_Source document_
Teutonic thrash metal is a regional scene of thrash metal music that originated within German-speaking countries during the 1980s.  Along with Bay Area thrash metal, East Coast thrash metal, and Brazilian thrash metal, it was one of the major scenes of thrash metal in the 1980s. The Teutons were a Germanic tribe.

History 
Two bands influential to early Teutonic thrash metal were Destruction (from Lörrach) Holy Moses, (from Aachen). After hearing Venom, both bands soon changed their sound within a matter of weeks to their new and permanent sound.

Other bands soon followed. In 1982, the Gelsenkirchen-based band Sodom released their first demo, Witching Metal.  In their early days Sodom were highly influenced by the NWOBHM, to the point they credit being a trio to bands like Motörhead, Tank, Raven and Venom who also featured power trio line-ups. Their style featured raspy vocals, palm muted guitar riffs, and frantic double bass drumming. Only with the release of their second LP Persecution Mania and with guitarist Frank Blackfire's input to move away from their original sounds and themes they became a thrash metal band for good. Essen's Kreator formed and released its debut album Endless Pain in 1985. Destruction would release their full-length debut Infernal Overkill in the same year. Also around this time, the German-based SPV records created its Steamhammer imprint label, a label designed to primarily sign metal bands. Noise Records was founded soon afterwards. These two labels would help spread the Teutonic thrash metal scene globally.

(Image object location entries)
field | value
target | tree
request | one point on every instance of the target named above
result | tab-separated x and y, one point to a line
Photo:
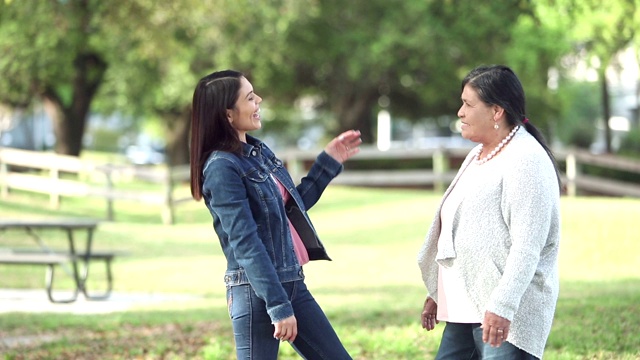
354	55
52	51
63	52
602	31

_Short task 1_
From the Teutonic thrash metal text, extract everything from "Teutonic thrash metal is" down to "and permanent sound.".
_Short task 2_
Which bands does the Teutonic thrash metal text say Sodom credits for its being a trio?
_Short task 3_
Carry on the Teutonic thrash metal text past its final sentence.

_Written response 1_
Teutonic thrash metal is a regional scene of thrash metal music that originated within German-speaking countries during the 1980s.  Along with Bay Area thrash metal, East Coast thrash metal, and Brazilian thrash metal, it was one of the major scenes of thrash metal in the 1980s. The Teutons were a Germanic tribe.

History 
Two bands influential to early Teutonic thrash metal were Destruction (from Lörrach) Holy Moses, (from Aachen). After hearing Venom, both bands soon changed their sound within a matter of weeks to their new and permanent sound.

_Written response 2_
Motörhead, Tank, Raven and Venom

_Written response 3_
Teutonic thrash metal would not only come from Germany, but also from Austria, Czech Republic and Switzerland. The biggest band to come outside of Germany that were part of the scene was Coroner, a highly technical and progressive thrash metal band from Switzerland, that was noted for having dark lyrics and accomplished guitar work on the part of Tommy Vetterli (Who would later join Kreator).

Many bands soon split up or changed their sound, resulting in further backlash against the scene.  Kreator went in to make their music more melodic with gothic and industrial influences, while Sodom would attempt a death/thrash style for one album and then move into a more hardcore punk influenced sound.  Destruction would instead face a period of instability which saw them split with frontman Schmier, releasing a thrash album without him (Cracked Brain), then attempting to go radio-friendly and less "thrashy" with the poorly received The Least Successful Human Cannonball. Meanwhile, Schmier would start Headhunter, achieving some success with a slew of three power-thrash albums similar in sound to some of the offerings of Rage.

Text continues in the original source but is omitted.